Material for this task:
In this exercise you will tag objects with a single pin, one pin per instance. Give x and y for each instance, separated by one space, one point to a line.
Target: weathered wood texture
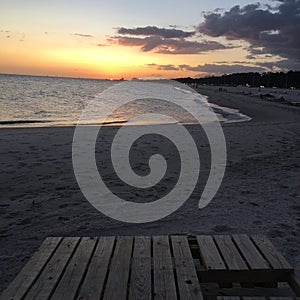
148 267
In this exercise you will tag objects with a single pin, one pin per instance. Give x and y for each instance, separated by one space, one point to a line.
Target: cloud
222 68
272 30
83 35
155 31
284 65
164 67
168 45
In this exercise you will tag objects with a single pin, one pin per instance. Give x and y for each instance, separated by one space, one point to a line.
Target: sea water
35 101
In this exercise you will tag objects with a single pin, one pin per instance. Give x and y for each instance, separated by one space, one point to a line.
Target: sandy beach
40 197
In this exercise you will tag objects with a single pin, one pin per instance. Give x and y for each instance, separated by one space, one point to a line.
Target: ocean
35 101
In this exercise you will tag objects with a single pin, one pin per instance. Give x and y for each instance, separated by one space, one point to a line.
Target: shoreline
259 194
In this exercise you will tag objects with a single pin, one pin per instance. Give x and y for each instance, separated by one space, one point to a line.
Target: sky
148 39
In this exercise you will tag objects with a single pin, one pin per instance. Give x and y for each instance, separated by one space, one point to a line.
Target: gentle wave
32 101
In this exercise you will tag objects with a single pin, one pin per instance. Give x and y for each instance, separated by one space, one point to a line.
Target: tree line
289 79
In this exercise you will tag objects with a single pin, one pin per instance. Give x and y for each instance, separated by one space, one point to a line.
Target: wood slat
164 282
52 272
116 286
230 253
276 260
250 252
229 298
255 298
187 280
75 270
282 298
209 253
18 288
93 284
294 283
140 280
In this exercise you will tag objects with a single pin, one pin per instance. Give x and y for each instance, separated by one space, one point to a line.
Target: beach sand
40 197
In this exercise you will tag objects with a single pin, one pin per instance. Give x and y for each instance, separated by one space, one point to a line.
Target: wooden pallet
144 267
256 298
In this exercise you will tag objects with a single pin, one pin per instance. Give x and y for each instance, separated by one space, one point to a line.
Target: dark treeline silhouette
279 79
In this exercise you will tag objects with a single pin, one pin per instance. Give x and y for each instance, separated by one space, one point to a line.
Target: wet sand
40 197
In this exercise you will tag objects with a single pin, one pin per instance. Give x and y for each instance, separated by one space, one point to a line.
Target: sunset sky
148 39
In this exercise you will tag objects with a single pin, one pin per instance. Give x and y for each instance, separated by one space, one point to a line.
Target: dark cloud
222 68
83 35
273 30
168 45
284 65
155 31
163 67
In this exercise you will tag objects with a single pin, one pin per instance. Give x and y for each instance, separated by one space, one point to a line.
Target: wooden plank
209 253
164 281
93 284
256 298
140 280
187 280
250 252
142 247
18 288
116 286
232 258
75 270
52 272
276 260
228 298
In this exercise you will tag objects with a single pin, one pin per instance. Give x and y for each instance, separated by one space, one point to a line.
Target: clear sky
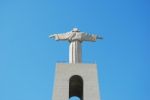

Problem details: Please transcribe each line above exactly, but leave the images out.

Solution:
In this exercise you will tag objects with a single pin, one pin per instance. Give x and y for each instance, separated by one space, one point to a line.
Target: weathered wood texture
148 267
In this exercise you will tag objects with a single pin, one pin per instance. Give x and y for each instance, separated by one space, one point to a line.
Target: cloud
222 68
272 30
83 35
155 31
284 65
164 67
168 45
In this exercise you will tag objects with a single pin, one pin per instance. Give x and y for each instance, separated by one space, one point to a line.
Target: sea water
35 101
In this exercise you will tag objects with a single pin, one pin per instance. Give x and y for each instance, separated by one space, one point to a line.
Target: sandy beach
40 197
In this exercise you will tag objects with a single pin, one pin per instance. Give x and y for each instance, separated by one space, one point to a line.
Target: ocean
35 101
In this exercise you will tag objects with a single pin, one pin per instance. Give x and y for each instance, separated by one space, one point to a line.
Target: shoreline
259 194
In this exercise you will tag objects with a single pin, one pin per instance. Give x and y for each instance, separated by one space, one point to a line.
Target: sky
148 39
In this exercise you will tag objects with a single pin, one pin per instance. Give x and y for each instance, separated by one space, one point to a line.
Target: gentle wave
32 101
In this exercise you will tag objects with a single pin, one pin per instance. Give x and y for each instance, separated by one space, one point to a line.
Target: tree line
289 79
In this exercise you will tag objects with a single pin, one pin per instance. Give x and y for each instance, separated by one space, one point to a line.
Target: wood slat
164 282
52 272
116 286
230 253
276 260
250 252
229 298
255 298
187 280
75 270
282 298
209 253
18 288
93 284
294 283
140 280
In this exercise you will tag objects with a single pin, one pin per instance. Give x and y for each instance, separated by one space, one point to a line.
Target: beach sand
40 197
In this exercise you will tag objects with a single pin, one pin per instance. Give x and y for each instance, separated by one space, one point to a line.
Target: wooden pallet
144 267
256 298
In this exercise you will tag objects with a single pin, one pin per instance. Give x and y for each instance, separated by one space, one point to a line.
Target: dark treeline silhouette
279 79
In this exercise you will tag objects with a single pin, one pin per instance. Give x and y for each instance, separated by one space, one point to a line.
Target: wet sand
40 197
In this exercise you will tag objects with a single pin, one pin per instance. Give x and y for each instance, separated by one space, one point to a line.
Target: sunset sky
148 39
In this exercise you will tag objects with a single pin, one pin per instance. Give x and y for each instance, separated by one space, one point to a line.
Target: dark cloud
222 68
83 35
273 30
168 45
284 65
155 31
163 67
In this exercise you will tag objects with a single pin, one pin per instance. Give x and y for each instance, separated by one space, one point to a line.
Target: wooden plank
209 253
164 281
93 284
256 298
140 280
187 280
250 252
142 247
18 288
116 286
232 258
75 270
52 272
276 260
228 298
In this exercise you will tag objects with a single pin, one pin per instance. Give x and y for each instance, separated by one space, one point to a line.
Target: clear sky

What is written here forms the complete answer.